## [FRAGMENTO]
● ● ● ●

«Del Toro, quizá a sabiendas de que nunca podrá repetir una película así, firma una obra libérrima para lo bueno y para lo malo»
«Pacific Rim»
(Guillermo del Toro, 2013)
Texto: JORDI REVERT.
Muchos olvidan que en el origen del «kaiju eiga» –la película de monstruos japonesa–, género entregado a los placeres epidérmicos del espectador desprejuiciado, reside un hecho traumático: el lanzamiento de la bomba atómica, genocidio-símbolo que puso fin a la II Guerra Mundial, tuvo, casi una década después, su eco en la ficción en la angustia proyectada al fondo de Japón bajo el terror del monstruo («Gojira», Ishirô Honda, 1954), debut de Godzilla en la pantalla que daría pie a una gloriosa tradición de monstruos ansiosos por destruir ciudades. Frente a esa amenaza de doble lectura atómica, el robot gigante fue el antídoto mecánico para épicas descomunales que no necesitaban de severas reafirmaciones, algo que bien podía comprobarse en la diversión ligera que ofrecía cualquiera de las tambaleantes peleas de la serie «Mighty morphin Power Rangers» (1993-1996).

● ● ● ●

## [CONJUNTO DE DATOS]
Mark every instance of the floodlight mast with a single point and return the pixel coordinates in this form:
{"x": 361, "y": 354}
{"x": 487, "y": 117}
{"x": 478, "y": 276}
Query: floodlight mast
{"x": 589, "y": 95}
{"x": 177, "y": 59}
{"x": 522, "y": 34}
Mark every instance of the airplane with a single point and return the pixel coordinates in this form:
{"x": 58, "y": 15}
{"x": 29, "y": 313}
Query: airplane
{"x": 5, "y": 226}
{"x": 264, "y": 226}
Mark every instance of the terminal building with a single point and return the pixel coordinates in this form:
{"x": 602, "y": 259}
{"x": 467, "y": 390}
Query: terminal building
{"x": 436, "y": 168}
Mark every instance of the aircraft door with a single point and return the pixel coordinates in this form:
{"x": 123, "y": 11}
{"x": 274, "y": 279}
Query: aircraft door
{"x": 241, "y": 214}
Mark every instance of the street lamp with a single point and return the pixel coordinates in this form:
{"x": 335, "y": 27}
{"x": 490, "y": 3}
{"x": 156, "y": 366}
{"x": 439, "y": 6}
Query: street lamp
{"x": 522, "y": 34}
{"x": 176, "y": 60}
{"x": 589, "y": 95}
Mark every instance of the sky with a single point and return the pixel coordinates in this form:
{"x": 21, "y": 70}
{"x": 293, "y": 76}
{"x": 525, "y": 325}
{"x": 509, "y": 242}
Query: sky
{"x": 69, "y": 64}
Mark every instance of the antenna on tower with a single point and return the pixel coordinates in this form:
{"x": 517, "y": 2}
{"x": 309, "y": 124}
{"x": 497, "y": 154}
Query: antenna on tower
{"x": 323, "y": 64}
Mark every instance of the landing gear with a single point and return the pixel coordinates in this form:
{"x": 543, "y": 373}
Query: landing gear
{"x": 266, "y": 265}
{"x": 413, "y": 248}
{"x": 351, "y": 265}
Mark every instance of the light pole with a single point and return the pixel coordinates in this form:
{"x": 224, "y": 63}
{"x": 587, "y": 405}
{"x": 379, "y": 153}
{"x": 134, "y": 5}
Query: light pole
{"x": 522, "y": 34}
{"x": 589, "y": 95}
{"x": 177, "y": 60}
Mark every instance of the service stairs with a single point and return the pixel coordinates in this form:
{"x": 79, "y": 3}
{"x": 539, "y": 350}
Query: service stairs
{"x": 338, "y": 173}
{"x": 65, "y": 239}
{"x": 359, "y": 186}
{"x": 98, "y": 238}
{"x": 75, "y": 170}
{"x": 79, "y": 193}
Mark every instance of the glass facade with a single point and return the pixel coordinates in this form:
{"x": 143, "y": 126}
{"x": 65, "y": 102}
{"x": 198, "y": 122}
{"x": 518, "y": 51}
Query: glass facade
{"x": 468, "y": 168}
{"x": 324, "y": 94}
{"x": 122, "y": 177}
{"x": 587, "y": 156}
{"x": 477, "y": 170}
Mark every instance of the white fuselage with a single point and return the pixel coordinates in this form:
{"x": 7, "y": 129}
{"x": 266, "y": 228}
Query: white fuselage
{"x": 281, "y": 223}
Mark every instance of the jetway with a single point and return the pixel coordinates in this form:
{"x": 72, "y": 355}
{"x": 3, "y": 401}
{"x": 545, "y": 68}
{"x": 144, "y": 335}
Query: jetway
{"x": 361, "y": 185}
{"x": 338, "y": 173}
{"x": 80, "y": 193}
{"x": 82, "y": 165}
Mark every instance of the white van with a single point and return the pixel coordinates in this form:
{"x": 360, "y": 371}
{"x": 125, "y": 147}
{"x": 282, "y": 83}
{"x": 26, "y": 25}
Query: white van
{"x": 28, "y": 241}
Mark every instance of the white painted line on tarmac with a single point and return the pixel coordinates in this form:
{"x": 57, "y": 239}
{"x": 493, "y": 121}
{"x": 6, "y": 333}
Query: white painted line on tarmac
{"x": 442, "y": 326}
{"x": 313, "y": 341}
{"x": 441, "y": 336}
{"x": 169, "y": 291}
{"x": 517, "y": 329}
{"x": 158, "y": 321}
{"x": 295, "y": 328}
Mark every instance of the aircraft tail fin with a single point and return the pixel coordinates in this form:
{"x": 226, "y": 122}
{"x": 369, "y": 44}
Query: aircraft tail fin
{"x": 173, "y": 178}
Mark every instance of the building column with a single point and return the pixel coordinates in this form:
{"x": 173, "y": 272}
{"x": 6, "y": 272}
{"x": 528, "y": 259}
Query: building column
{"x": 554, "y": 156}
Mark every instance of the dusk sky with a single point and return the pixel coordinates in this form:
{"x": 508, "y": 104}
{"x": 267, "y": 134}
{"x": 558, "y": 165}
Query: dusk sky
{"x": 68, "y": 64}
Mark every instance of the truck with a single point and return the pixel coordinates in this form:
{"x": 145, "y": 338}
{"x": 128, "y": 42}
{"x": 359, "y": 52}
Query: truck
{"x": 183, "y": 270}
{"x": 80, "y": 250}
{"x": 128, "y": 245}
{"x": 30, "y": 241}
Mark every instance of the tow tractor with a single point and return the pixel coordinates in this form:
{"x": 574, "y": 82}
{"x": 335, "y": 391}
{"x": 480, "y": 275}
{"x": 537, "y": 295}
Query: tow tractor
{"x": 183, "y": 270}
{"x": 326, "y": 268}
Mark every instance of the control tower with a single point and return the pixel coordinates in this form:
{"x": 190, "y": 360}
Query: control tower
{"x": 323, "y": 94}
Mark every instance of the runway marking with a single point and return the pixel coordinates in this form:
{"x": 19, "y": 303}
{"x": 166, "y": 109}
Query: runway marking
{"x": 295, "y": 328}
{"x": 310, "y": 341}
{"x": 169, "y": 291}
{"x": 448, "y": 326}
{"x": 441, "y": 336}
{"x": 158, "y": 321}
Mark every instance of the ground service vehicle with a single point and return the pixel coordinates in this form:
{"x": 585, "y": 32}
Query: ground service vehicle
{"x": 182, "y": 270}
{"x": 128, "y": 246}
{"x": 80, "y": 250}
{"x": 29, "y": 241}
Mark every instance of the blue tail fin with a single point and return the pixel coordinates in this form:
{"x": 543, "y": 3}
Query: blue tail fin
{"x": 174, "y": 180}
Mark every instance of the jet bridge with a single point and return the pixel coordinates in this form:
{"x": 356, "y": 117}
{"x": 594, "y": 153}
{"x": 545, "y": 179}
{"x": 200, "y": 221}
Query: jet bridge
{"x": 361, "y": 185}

● ● ● ●

## [PROBLEMA BREVE]
Indica si cada una de las siguientes afirmaciones concuerda con el fragmento, respondiendo sí o no y citando literalmente las palabras del fragmento que lo deciden.
1. El lanzamiento de la bomba atómica puso fin a la II Guerra Mundial.
2. La serie «Mighty morphin Power Rangers» se emitió entre 1993 y 2000.
3. El robot gigante se presenta como una amenaza de doble lectura atómica.

## [RESULTADO DEL EJERCICIO]
1. Sí: «genocidio-símbolo que puso fin a la II Guerra Mundial».
2. No: «Mighty morphin Power Rangers» (1993-1996).
3. No: «el robot gigante fue el antídoto mecánico».